Reading text »
________________________________________

In psychoanalytic theory
Freud’s theory of fratricide is explained by the Oedipus or Electra complex through Jung's supplementation.[53] Indeed, in the Judaic, Midrash Rabba, and Islamic versions of the Old Testament, wherein Cain and Abel are not the only offspring of Adam and Eve, but born as twins with one sister each. In that regard, Abel and Cain were the first two sons, each of whom was born with a twin sister, and Adam decided that, to avoid incest, Abel would marry Cain's sister and Cain would marry Abel's sister. However, Cain refused because he wanted to keep his own sister, while Abel respected the paternal law. Adam suggested sacrificial offerings, and, in his absence, God accepted Abel's lamb rather than Cain's offering of grass. As a result of this preference, Cain killed Abel. However, this interpretation does not relate to the preference of the sacrifices by God, but rather to the acceptance or rejection of God's law. Abel obeyed this law while Cain did not, and, as a result, Cain killed Abel.[54]
Legacy and symbolism
Allusions to Cain and Abel as an archetype of fratricide appear in numerous references and retellings, through medieval art and Shakespearean works up to present day fiction.[18] A millennia-old explanation for Cain being capable of murder is that he may have been the offspring of a fallen angel or Satan himself, rather than being from Adam.[55][26][34]
A medieval legend has Cain arriving at the Moon, where he eternally settled with a bundle of twigs. This was originated by the popular fantasy of interpreting the shadows on the Moon as a face. An example of this belief can be found in Dante Alighieri's Inferno (XX, 126[56]) where the expression "Cain and the twigs" is used as a kenning for "moon".
In medieval Christian art, particularly in 16th-century Germany, Cain is depicted as a stereotypical ringleted, bearded Jew, who killed Abel the blonde, European gentile symbolizing Christ.[57] This traditional depiction has continued for centuries in some form, such as James Tissot's 19th-century Cain leads Abel to Death.

________________________________________

Entries from a data collection:

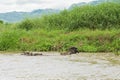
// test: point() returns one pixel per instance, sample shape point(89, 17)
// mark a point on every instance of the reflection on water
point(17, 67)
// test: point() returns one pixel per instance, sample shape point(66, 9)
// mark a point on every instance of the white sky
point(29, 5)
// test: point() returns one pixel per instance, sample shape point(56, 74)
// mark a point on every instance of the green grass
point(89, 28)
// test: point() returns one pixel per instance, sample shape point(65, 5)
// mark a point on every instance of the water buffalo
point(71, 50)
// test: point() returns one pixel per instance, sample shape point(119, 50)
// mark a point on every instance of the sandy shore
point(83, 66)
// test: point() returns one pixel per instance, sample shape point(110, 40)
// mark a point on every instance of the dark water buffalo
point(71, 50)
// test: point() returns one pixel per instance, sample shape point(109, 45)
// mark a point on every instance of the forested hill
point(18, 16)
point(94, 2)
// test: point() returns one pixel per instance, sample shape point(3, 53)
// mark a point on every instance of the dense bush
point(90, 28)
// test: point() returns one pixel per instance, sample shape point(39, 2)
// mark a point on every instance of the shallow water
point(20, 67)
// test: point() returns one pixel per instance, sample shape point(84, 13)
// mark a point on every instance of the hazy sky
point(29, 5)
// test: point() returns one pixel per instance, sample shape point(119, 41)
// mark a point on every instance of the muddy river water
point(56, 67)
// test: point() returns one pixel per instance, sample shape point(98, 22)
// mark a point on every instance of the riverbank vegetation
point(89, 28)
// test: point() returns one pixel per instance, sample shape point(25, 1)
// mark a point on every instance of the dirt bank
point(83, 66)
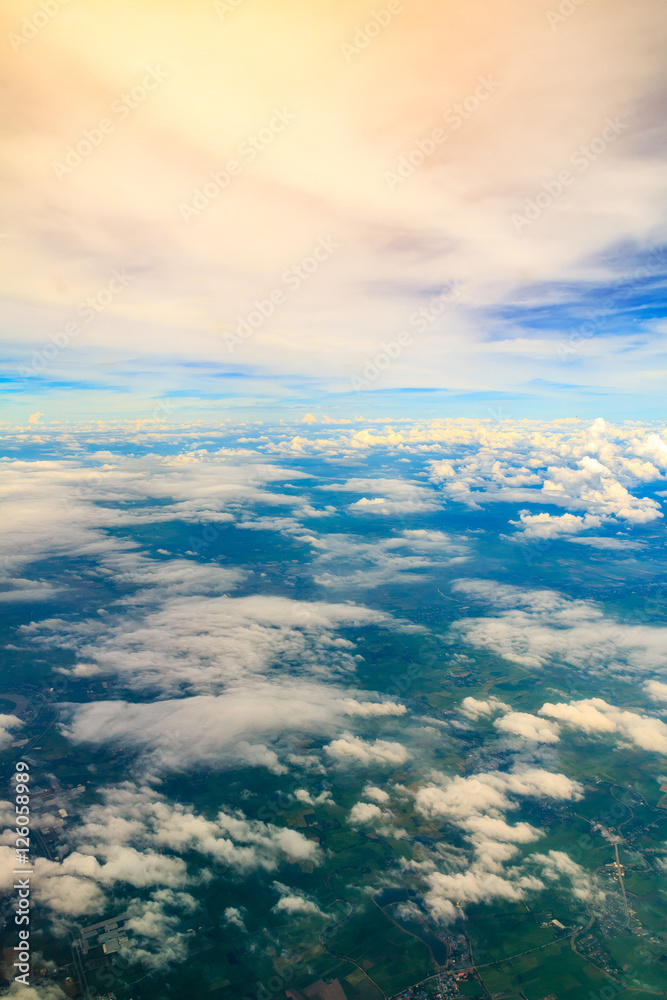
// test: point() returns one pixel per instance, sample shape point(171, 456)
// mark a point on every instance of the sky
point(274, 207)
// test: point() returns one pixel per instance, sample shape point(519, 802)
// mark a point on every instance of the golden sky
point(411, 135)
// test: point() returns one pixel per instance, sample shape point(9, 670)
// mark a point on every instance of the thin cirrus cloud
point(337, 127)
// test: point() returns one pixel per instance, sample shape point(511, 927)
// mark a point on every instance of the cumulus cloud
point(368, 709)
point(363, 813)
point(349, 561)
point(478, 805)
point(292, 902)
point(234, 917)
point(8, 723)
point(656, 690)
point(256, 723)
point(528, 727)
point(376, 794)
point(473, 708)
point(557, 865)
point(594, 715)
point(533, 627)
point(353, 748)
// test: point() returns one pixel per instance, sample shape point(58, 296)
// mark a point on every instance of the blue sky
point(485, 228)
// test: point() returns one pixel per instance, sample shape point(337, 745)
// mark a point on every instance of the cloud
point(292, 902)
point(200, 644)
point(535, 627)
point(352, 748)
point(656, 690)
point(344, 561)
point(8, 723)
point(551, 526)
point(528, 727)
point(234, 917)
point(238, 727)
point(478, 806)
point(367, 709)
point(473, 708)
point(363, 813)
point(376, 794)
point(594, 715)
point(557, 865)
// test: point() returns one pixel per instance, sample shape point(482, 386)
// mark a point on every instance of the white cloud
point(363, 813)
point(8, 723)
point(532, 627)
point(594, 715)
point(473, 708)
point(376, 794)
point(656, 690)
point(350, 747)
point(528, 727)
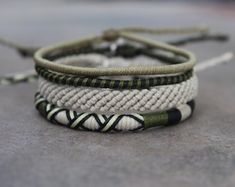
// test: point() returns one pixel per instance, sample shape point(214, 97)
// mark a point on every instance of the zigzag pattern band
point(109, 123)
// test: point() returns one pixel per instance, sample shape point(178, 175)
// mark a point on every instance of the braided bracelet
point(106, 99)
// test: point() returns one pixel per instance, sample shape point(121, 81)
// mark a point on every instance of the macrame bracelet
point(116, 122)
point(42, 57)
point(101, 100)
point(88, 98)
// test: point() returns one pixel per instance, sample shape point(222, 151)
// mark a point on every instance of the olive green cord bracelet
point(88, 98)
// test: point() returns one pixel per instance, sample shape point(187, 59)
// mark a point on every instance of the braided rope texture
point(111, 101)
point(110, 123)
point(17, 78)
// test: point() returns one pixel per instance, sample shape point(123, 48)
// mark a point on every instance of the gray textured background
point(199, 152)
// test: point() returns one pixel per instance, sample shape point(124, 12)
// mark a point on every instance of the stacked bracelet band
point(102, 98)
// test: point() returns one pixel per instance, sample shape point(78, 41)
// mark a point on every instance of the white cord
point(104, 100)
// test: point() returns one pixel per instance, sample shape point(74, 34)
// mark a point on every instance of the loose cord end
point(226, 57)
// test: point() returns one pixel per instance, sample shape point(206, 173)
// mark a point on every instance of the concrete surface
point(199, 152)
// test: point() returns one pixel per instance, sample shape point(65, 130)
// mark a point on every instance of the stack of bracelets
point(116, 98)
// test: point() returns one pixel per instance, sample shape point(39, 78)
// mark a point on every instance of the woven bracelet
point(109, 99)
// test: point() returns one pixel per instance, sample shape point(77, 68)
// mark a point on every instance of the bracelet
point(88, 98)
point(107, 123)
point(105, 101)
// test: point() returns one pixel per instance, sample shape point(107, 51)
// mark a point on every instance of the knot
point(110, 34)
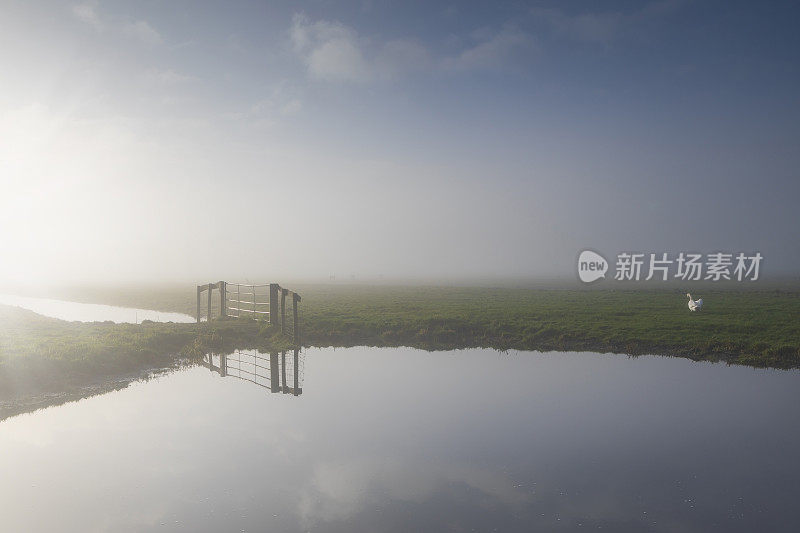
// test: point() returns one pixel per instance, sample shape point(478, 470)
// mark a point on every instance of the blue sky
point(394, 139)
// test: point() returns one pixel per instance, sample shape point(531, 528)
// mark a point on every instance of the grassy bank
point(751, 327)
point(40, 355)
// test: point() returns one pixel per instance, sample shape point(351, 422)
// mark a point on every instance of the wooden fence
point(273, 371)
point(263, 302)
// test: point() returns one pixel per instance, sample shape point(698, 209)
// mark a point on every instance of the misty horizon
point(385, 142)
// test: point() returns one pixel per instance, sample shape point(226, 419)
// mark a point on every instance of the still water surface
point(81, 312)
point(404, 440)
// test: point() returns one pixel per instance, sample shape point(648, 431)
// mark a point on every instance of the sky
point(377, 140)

________________________________________

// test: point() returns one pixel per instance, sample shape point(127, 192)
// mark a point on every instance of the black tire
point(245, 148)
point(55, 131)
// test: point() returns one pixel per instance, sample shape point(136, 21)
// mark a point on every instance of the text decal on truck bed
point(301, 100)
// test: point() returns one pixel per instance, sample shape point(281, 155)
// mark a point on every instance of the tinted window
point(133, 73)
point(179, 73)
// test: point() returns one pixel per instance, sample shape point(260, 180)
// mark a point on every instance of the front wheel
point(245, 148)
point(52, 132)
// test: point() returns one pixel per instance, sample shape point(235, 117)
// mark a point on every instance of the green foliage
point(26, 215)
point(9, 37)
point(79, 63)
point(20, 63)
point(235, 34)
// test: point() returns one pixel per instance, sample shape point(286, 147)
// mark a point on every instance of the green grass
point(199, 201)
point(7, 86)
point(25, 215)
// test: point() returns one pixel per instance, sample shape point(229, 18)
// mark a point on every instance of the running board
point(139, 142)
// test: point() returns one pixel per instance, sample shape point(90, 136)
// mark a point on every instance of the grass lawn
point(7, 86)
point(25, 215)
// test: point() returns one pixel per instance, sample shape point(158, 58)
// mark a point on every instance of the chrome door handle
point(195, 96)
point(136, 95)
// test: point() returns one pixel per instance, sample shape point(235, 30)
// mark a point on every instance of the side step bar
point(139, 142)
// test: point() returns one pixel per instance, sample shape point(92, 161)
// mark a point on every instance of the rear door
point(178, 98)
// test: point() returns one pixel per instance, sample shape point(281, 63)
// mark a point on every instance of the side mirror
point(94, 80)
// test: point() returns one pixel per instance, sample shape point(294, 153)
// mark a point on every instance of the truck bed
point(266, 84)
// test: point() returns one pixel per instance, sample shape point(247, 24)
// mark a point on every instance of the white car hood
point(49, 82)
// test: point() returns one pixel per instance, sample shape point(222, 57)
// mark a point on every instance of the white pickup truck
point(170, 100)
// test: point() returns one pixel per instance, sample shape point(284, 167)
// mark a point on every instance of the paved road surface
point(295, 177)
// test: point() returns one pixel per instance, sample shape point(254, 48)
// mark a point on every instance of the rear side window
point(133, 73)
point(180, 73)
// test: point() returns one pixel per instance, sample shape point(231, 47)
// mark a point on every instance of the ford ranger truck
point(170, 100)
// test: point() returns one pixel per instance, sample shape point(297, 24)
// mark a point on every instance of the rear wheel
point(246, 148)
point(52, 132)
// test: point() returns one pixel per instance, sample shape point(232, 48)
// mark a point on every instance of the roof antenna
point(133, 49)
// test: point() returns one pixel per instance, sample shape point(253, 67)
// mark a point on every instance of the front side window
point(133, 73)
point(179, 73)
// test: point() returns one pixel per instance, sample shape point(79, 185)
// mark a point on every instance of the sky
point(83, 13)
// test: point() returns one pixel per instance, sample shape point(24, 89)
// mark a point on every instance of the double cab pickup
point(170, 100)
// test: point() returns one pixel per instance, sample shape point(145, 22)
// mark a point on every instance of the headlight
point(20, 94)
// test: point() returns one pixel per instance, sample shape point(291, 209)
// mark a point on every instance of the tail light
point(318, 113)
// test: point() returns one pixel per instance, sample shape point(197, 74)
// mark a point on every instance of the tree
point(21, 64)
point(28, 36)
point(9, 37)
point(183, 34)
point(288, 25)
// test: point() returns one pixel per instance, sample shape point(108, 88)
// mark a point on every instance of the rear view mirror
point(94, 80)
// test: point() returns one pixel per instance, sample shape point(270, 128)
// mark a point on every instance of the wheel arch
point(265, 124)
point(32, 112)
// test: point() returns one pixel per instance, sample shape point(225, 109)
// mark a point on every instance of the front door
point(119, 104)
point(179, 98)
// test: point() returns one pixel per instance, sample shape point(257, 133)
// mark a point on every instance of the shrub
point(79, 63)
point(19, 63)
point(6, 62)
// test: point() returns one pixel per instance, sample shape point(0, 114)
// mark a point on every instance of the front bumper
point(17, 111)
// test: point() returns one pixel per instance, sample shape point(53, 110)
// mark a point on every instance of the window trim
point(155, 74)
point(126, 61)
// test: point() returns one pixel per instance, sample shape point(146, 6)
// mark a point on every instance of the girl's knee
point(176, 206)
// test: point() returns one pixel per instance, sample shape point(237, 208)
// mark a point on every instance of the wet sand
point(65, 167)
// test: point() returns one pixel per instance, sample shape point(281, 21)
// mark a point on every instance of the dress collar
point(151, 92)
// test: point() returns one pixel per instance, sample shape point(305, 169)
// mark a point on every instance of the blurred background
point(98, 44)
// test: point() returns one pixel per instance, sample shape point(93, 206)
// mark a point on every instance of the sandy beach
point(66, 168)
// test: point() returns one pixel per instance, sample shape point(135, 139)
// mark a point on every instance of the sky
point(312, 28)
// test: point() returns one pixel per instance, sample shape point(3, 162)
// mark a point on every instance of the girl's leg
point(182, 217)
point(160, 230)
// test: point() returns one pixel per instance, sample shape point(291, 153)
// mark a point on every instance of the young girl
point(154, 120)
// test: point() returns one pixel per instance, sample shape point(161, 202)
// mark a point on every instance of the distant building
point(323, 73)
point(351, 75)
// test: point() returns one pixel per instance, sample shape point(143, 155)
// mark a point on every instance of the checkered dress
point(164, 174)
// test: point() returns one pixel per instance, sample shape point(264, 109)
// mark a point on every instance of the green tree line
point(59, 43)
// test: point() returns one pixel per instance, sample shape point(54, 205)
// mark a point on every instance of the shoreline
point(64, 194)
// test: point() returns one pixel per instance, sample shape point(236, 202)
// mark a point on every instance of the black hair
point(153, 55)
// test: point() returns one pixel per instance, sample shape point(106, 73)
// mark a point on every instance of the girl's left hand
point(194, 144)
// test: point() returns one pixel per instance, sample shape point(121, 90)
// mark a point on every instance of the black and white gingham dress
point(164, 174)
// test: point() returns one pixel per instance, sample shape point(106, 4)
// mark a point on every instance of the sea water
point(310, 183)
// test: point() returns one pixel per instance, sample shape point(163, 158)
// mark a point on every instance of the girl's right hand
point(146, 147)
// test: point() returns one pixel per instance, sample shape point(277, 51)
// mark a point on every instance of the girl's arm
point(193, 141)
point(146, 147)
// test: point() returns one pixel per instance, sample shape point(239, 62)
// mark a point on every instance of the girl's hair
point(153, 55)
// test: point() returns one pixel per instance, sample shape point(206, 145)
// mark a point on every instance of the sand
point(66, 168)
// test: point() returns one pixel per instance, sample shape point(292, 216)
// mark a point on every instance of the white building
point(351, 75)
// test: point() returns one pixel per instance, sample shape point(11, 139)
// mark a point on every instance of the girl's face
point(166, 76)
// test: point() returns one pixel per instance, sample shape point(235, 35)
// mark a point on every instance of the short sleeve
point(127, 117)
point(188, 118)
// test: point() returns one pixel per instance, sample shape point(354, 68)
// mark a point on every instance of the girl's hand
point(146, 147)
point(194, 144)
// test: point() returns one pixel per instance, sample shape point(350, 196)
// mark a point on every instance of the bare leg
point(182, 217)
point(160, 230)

________________________________________

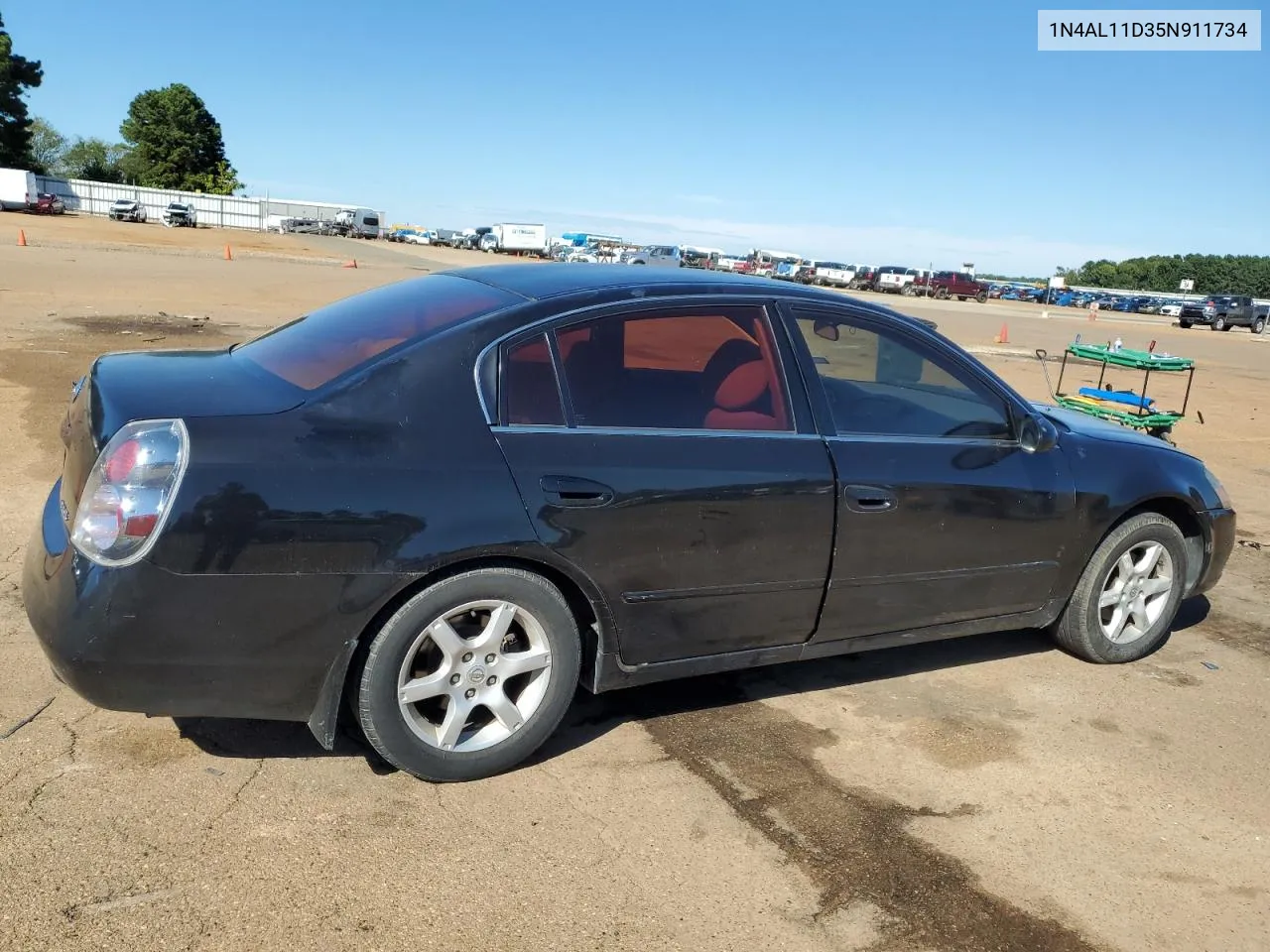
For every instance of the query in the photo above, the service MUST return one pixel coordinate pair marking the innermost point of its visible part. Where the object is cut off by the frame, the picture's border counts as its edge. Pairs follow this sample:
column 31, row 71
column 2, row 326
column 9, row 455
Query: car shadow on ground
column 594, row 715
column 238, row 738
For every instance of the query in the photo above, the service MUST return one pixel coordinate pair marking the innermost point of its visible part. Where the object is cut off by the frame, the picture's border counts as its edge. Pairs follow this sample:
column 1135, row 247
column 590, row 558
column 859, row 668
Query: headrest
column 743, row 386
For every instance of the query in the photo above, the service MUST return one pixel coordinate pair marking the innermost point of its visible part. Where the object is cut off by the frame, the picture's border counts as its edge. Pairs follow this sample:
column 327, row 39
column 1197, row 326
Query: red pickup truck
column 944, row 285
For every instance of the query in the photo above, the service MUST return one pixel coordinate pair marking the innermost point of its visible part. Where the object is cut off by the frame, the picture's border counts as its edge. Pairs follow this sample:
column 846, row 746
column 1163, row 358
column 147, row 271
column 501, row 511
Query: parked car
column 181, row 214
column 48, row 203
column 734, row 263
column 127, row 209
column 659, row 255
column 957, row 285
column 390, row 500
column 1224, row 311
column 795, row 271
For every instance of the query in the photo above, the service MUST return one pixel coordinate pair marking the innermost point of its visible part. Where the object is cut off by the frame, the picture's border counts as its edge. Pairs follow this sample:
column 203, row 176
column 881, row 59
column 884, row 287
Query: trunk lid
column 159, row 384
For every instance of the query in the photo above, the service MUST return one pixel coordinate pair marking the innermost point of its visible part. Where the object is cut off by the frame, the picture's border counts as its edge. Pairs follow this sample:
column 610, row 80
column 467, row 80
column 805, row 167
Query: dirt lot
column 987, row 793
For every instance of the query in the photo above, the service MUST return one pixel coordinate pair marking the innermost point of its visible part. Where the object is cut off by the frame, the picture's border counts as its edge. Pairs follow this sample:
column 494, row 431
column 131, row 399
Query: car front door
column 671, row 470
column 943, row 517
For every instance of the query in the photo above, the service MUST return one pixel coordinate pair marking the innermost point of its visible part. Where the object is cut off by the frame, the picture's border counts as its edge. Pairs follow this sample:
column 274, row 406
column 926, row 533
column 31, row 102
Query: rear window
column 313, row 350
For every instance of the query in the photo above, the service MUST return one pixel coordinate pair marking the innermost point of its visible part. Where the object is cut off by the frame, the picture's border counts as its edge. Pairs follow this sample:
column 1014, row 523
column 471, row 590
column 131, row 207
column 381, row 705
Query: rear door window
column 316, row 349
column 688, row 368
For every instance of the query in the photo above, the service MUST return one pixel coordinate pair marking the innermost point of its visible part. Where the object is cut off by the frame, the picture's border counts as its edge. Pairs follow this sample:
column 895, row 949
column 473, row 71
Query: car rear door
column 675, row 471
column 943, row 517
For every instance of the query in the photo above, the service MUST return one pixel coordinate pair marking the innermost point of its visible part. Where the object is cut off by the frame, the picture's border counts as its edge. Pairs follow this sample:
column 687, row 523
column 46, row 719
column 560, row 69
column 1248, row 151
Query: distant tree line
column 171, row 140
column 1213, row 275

________________________________________

Tasks and exercises »
A: In the Cain and Abel text, which expression does Dante's Inferno use as a kenning for "moon"?
B: From the entries, write out again the lines starting with the line that contains "shape point(236, 202)" and going on through the line that contains "point(166, 76)".
These entries are unrelated to the Cain and Abel text.

Worked solutions »
A: "Cain and the twigs"

B:
// test: point() returns one pixel per instance, sample shape point(236, 202)
// mark a point on every instance of the black hair
point(153, 55)
// test: point() returns one pixel per instance, sample shape point(106, 73)
// mark a point on every instance of the girl's left hand
point(194, 144)
// test: point() returns one pixel per instance, sample shape point(121, 90)
// mark a point on every instance of the black and white gingham dress
point(164, 174)
// test: point() returns one pixel per instance, sample shape point(106, 4)
// mark a point on every instance of the sea water
point(310, 183)
// test: point() returns one pixel per instance, sample shape point(163, 158)
// mark a point on every instance of the girl's right hand
point(146, 147)
// test: point() returns one pixel per instance, sample shape point(277, 51)
// mark a point on every instance of the girl's arm
point(193, 141)
point(146, 147)
// test: point() returns one pixel per instance, sample shape point(239, 62)
// mark a point on every instance of the girl's hair
point(153, 55)
// test: point() returns one pixel per instance, sample shape point(206, 145)
// mark a point on every instance of the sand
point(66, 168)
// test: point() returns one pixel per instance, sample shape point(292, 216)
// mark a point on every instance of the white building
point(351, 75)
// test: point() returns one pixel per instance, sample shape point(11, 139)
// mark a point on every instance of the girl's face
point(166, 76)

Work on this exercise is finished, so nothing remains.